Point localization data
- Opening Delimiter -

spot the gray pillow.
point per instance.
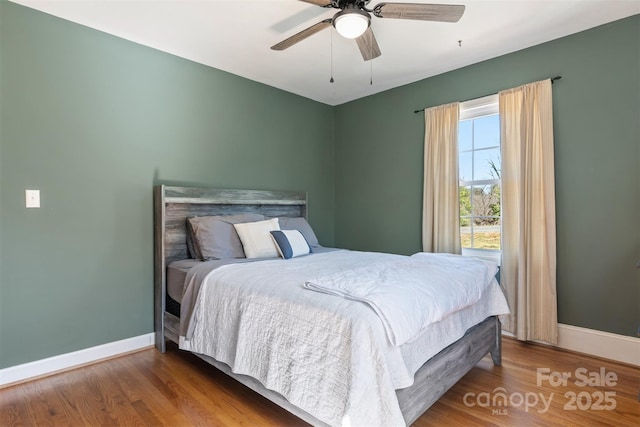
(214, 237)
(300, 224)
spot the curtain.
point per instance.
(440, 206)
(528, 271)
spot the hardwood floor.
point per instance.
(148, 388)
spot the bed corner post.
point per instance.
(496, 353)
(159, 286)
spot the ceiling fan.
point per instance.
(353, 21)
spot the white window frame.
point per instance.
(473, 109)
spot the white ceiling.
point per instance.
(236, 36)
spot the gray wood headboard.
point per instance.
(172, 207)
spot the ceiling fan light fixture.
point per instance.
(351, 22)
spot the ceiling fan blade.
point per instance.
(368, 45)
(420, 11)
(321, 3)
(287, 43)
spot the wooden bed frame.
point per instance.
(172, 207)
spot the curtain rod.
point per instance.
(553, 80)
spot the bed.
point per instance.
(430, 380)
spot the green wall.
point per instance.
(597, 152)
(94, 121)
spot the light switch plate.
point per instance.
(33, 198)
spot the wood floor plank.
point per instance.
(179, 389)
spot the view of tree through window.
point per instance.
(479, 165)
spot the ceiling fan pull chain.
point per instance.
(371, 72)
(331, 79)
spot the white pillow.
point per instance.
(256, 239)
(290, 243)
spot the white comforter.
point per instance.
(327, 355)
(409, 295)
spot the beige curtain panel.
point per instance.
(528, 271)
(440, 206)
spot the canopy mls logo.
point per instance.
(500, 400)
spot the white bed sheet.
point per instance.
(327, 355)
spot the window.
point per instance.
(479, 170)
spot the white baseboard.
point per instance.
(620, 348)
(50, 365)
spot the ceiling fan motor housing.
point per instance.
(351, 21)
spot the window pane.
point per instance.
(465, 170)
(485, 201)
(486, 164)
(465, 204)
(465, 135)
(486, 236)
(465, 237)
(486, 132)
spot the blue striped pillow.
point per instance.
(290, 243)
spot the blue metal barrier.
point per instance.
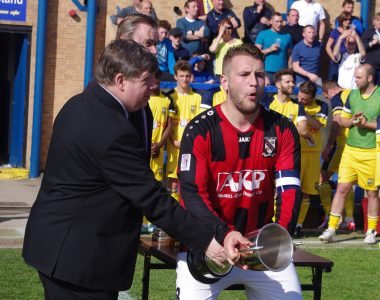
(208, 86)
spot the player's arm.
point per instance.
(166, 133)
(288, 189)
(346, 118)
(193, 175)
(302, 121)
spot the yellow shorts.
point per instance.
(332, 165)
(310, 169)
(172, 161)
(358, 165)
(157, 166)
(377, 175)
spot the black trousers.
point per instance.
(56, 289)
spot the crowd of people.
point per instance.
(292, 58)
(237, 158)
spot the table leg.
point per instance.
(317, 283)
(146, 277)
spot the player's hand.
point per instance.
(215, 252)
(232, 243)
(155, 150)
(314, 78)
(326, 152)
(359, 120)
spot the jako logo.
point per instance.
(236, 181)
(244, 139)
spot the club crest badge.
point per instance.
(270, 146)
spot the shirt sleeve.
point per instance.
(322, 115)
(322, 15)
(296, 54)
(260, 40)
(288, 186)
(336, 104)
(347, 113)
(193, 177)
(301, 113)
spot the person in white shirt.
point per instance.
(311, 13)
(350, 60)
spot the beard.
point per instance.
(245, 106)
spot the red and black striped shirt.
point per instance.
(232, 176)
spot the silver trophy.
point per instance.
(272, 250)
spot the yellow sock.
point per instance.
(334, 221)
(349, 206)
(303, 210)
(324, 191)
(372, 222)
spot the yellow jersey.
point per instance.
(318, 110)
(293, 111)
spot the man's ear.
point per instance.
(224, 82)
(119, 80)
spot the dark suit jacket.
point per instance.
(84, 226)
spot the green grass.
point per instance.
(355, 275)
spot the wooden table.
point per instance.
(167, 254)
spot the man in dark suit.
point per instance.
(83, 230)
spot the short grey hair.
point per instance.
(126, 57)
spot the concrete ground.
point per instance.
(17, 197)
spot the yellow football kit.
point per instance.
(311, 150)
(186, 107)
(160, 107)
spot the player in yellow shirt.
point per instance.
(161, 106)
(283, 104)
(186, 105)
(358, 161)
(332, 154)
(377, 176)
(311, 147)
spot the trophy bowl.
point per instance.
(272, 249)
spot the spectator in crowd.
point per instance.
(344, 22)
(130, 10)
(83, 230)
(194, 31)
(293, 27)
(220, 161)
(311, 13)
(217, 15)
(306, 57)
(186, 105)
(356, 23)
(286, 106)
(351, 59)
(311, 147)
(332, 154)
(358, 161)
(180, 52)
(145, 7)
(204, 7)
(165, 52)
(371, 42)
(200, 74)
(276, 46)
(222, 43)
(256, 19)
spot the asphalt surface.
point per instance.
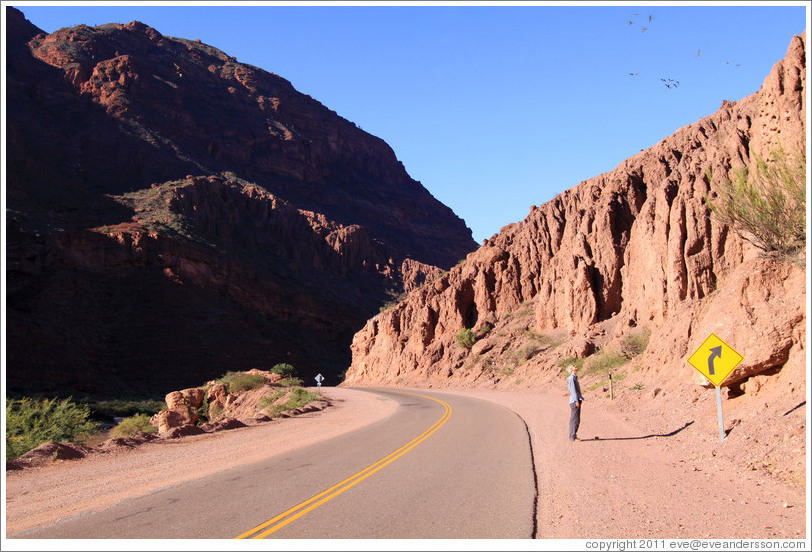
(441, 467)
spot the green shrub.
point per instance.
(111, 408)
(290, 382)
(466, 338)
(604, 362)
(527, 352)
(566, 361)
(294, 397)
(31, 422)
(283, 369)
(767, 206)
(634, 344)
(240, 381)
(133, 424)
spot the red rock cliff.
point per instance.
(632, 248)
(175, 214)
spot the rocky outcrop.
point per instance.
(632, 248)
(174, 214)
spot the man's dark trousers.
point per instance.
(575, 419)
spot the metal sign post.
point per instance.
(719, 412)
(715, 360)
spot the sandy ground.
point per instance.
(42, 495)
(620, 481)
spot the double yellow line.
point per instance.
(283, 519)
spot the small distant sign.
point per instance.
(715, 359)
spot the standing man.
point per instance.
(575, 401)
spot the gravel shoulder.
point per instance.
(623, 480)
(43, 495)
(628, 478)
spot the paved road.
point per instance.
(442, 466)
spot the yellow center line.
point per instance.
(311, 504)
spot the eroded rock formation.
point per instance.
(632, 249)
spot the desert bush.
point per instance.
(283, 369)
(31, 422)
(466, 338)
(604, 362)
(483, 331)
(294, 397)
(766, 206)
(634, 344)
(566, 361)
(527, 352)
(240, 381)
(111, 408)
(291, 382)
(133, 424)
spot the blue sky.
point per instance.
(494, 108)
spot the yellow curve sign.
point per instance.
(715, 359)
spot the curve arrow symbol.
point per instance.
(716, 352)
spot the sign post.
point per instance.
(715, 360)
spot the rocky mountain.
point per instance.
(173, 213)
(627, 274)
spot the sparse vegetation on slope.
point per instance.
(766, 206)
(31, 422)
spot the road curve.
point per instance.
(441, 467)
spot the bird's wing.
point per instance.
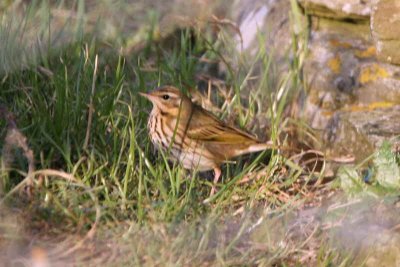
(204, 126)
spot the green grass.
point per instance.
(98, 181)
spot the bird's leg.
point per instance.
(217, 174)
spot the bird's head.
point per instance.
(169, 100)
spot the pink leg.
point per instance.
(217, 174)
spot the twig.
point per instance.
(91, 107)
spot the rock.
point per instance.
(352, 97)
(385, 29)
(339, 9)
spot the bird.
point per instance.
(193, 136)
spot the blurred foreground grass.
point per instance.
(101, 195)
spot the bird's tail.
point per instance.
(260, 147)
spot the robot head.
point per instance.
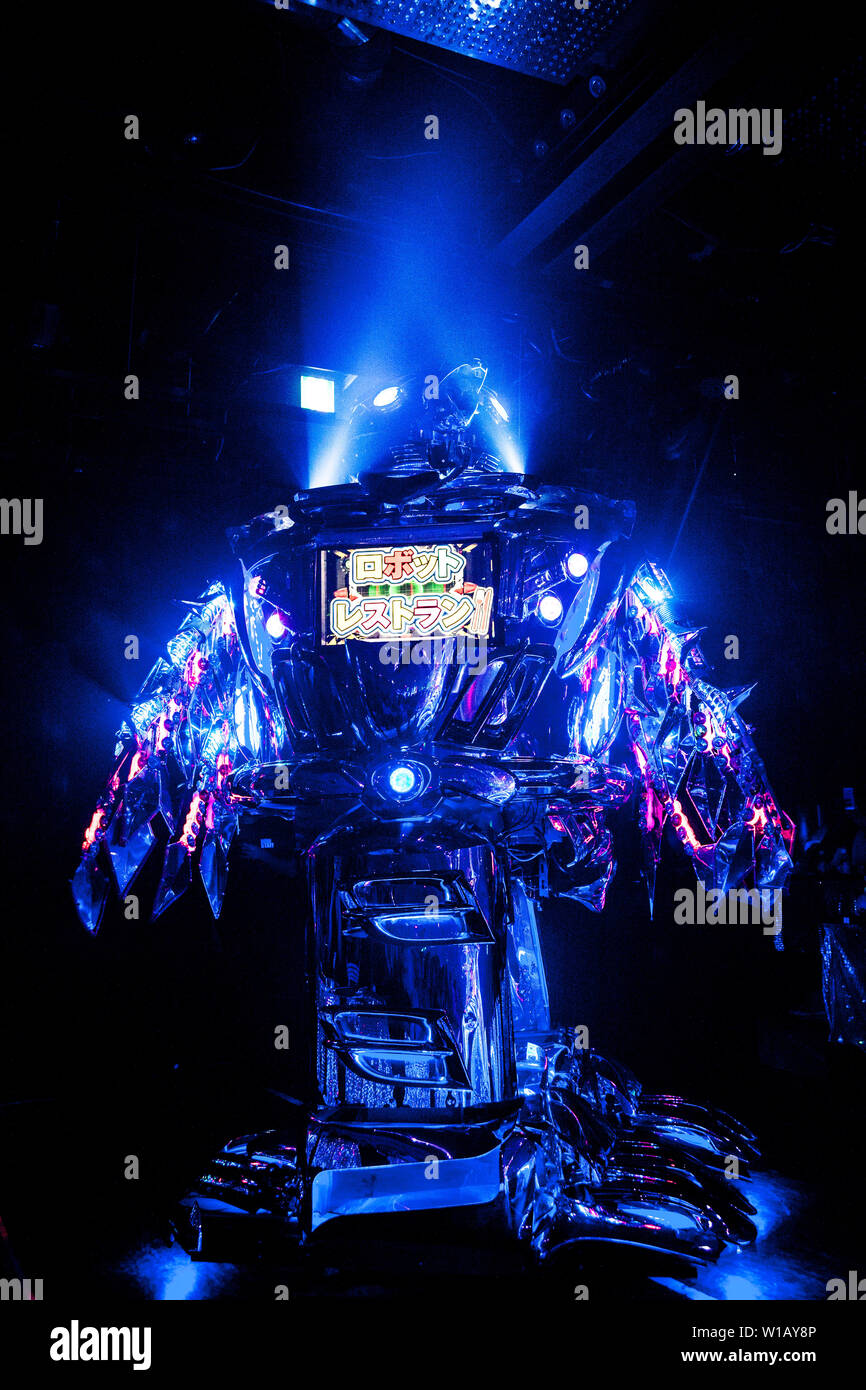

- Closing Delimiter -

From the first line above to the line containing "spot the wood floor plank.", repeat each line exactly. Pictures stay out.

spot the gray pillow.
point per instance.
(214, 237)
(300, 224)
spot the curtain.
point per instance.
(440, 206)
(528, 271)
spot the hardwood floor.
point per instance.
(148, 388)
spot the bed corner post.
point per instance.
(496, 353)
(159, 286)
spot the ceiling fan.
point per instance.
(353, 21)
spot the white window frame.
point per instance.
(473, 109)
spot the white ceiling.
point per instance.
(236, 36)
spot the gray wood headboard.
point per instance.
(172, 207)
spot the ceiling fan light fixture.
point per instance.
(351, 22)
spot the ceiling fan blade.
point per instance.
(368, 45)
(420, 11)
(321, 3)
(287, 43)
spot the wooden bed frame.
point per instance.
(172, 207)
spot the curtain rod.
point per instance.
(553, 80)
spot the bed.
point per instance.
(430, 380)
spot the green wall.
point per instance.
(597, 152)
(94, 121)
spot the light switch plate.
point per instance.
(33, 198)
spot the wood floor plank.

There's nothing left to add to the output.